> Try it: Each line below is to be written out in full, exactly as shown.
◆ ◆ ◆
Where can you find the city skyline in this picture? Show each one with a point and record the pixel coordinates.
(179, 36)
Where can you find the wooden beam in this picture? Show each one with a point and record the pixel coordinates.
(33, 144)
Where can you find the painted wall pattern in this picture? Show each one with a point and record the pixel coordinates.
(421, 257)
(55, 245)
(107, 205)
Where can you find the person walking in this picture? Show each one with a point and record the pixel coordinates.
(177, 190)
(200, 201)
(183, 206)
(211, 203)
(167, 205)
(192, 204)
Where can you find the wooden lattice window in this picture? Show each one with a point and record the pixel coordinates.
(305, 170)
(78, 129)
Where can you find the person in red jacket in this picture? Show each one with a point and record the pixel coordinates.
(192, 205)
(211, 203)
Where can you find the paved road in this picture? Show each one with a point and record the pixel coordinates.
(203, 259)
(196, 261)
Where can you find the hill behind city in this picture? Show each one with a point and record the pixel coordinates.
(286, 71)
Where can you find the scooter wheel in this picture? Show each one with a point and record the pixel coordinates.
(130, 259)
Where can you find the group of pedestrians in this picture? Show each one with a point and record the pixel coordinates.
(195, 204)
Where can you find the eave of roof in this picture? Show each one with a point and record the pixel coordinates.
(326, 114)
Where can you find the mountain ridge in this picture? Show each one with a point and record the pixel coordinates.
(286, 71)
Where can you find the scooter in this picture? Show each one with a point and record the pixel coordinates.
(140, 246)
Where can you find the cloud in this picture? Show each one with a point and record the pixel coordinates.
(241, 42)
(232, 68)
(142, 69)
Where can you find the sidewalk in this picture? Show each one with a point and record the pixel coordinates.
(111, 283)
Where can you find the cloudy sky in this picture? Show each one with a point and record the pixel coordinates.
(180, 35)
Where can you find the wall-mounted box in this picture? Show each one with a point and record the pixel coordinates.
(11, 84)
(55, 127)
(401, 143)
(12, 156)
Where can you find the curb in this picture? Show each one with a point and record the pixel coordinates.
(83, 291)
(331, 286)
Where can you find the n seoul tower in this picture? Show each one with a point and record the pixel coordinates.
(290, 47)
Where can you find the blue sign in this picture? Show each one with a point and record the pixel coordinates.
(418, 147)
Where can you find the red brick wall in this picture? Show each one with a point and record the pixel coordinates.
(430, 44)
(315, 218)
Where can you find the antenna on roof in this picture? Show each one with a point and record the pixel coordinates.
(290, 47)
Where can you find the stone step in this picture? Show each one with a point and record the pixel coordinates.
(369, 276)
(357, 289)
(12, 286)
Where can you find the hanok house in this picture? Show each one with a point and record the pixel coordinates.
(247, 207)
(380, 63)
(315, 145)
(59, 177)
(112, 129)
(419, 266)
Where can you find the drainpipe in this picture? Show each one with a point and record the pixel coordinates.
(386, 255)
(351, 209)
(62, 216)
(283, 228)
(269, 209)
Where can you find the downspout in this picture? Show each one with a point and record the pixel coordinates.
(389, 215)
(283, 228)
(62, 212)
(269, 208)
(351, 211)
◆ ◆ ◆
> Solution to the problem:
Where can you find the city skyline in this picture? Show each one with a point and record the pixel coordinates.
(179, 36)
Where can you find the wooden beam in this picture? Show each one with a point and record the pixel coordinates.
(33, 144)
Where can you find the painted wall pattern in this picture? Show each one with a point and record the pixel coordinates.
(421, 257)
(55, 245)
(107, 205)
Where can you find the person walking in this picture? Show each one with a point and record the pixel coordinates.
(177, 190)
(200, 201)
(183, 206)
(211, 203)
(167, 205)
(192, 204)
Where can you find the wooden lattice window in this picture? Show each one with a point and record the pixel coordinates.
(305, 170)
(78, 129)
Where can you find the person in red jacket in this picture? Show each one with a point and record the pixel coordinates.
(192, 205)
(211, 203)
Where can you find the paved road in this picture? Show each one with a point and record the pixel coordinates.
(203, 259)
(196, 261)
Where can you find the hill behind city in this picture? Show each one with a point and record the pixel coordinates.
(286, 71)
Where can you find the scooter wheel in this picture? Show each one with a point and record the pixel coordinates.
(130, 259)
Where can you find the group of pedestrians in this picture? Show each one with a point and record the pixel coordinates.
(195, 204)
Where can you find the eave of roof in this picture? Show each one with a point and record the pixel coordinates.
(326, 114)
Where can you find the mountain ridge in this picture? Show each one with a point and record the pixel coordinates.
(286, 71)
Where can you find the scooter in this picture? Show each one with a point and record the pixel coordinates.
(140, 246)
Where can you find the cloud in this picture? Show each one with a point and record the pixel coordinates.
(241, 42)
(232, 68)
(142, 69)
Where can you find the sidewalk in this picture? Show each one with a point and record the pixel coordinates.
(111, 283)
Where can you find the cloudy sky in this picture? Show each one with a point and record the pixel coordinates.
(180, 35)
Where can you find the wall-mounted box in this picture? Show each one with a point and record the pixel coordinates.
(11, 84)
(55, 127)
(401, 143)
(12, 156)
Where can you find the curb in this picture? Show each one with a point and record the pixel coordinates.
(83, 291)
(331, 286)
Where can you find the n seoul tower in this picture? Show each one with a point and record the pixel coordinates.
(290, 47)
Where can you find the blue sign in this picture? Show each one with a point and record the pixel coordinates.
(418, 147)
Where can you find the red brick wall in this picture? Show each one with a point and record the pixel coordinates.
(430, 44)
(315, 218)
Where can you find the antenna on roof in this picture? Show each one with a point and record the pixel coordinates.
(290, 47)
Where can you find the stone step in this picture? Show each one with a point and record the pixel coordinates.
(369, 276)
(357, 289)
(12, 286)
Where can you find the hanok house in this picture? Show each one with a point and record the pixel coordinates.
(247, 207)
(380, 63)
(315, 145)
(59, 177)
(112, 129)
(419, 266)
Where can you find the drainpipe in this picture? Show each one with a point and record the pixel coordinates.
(386, 255)
(351, 209)
(62, 216)
(283, 228)
(269, 209)
Where can you find the downspout in this picture? Show each one with a point and record the pixel coordinates.
(389, 215)
(283, 228)
(62, 212)
(269, 208)
(351, 211)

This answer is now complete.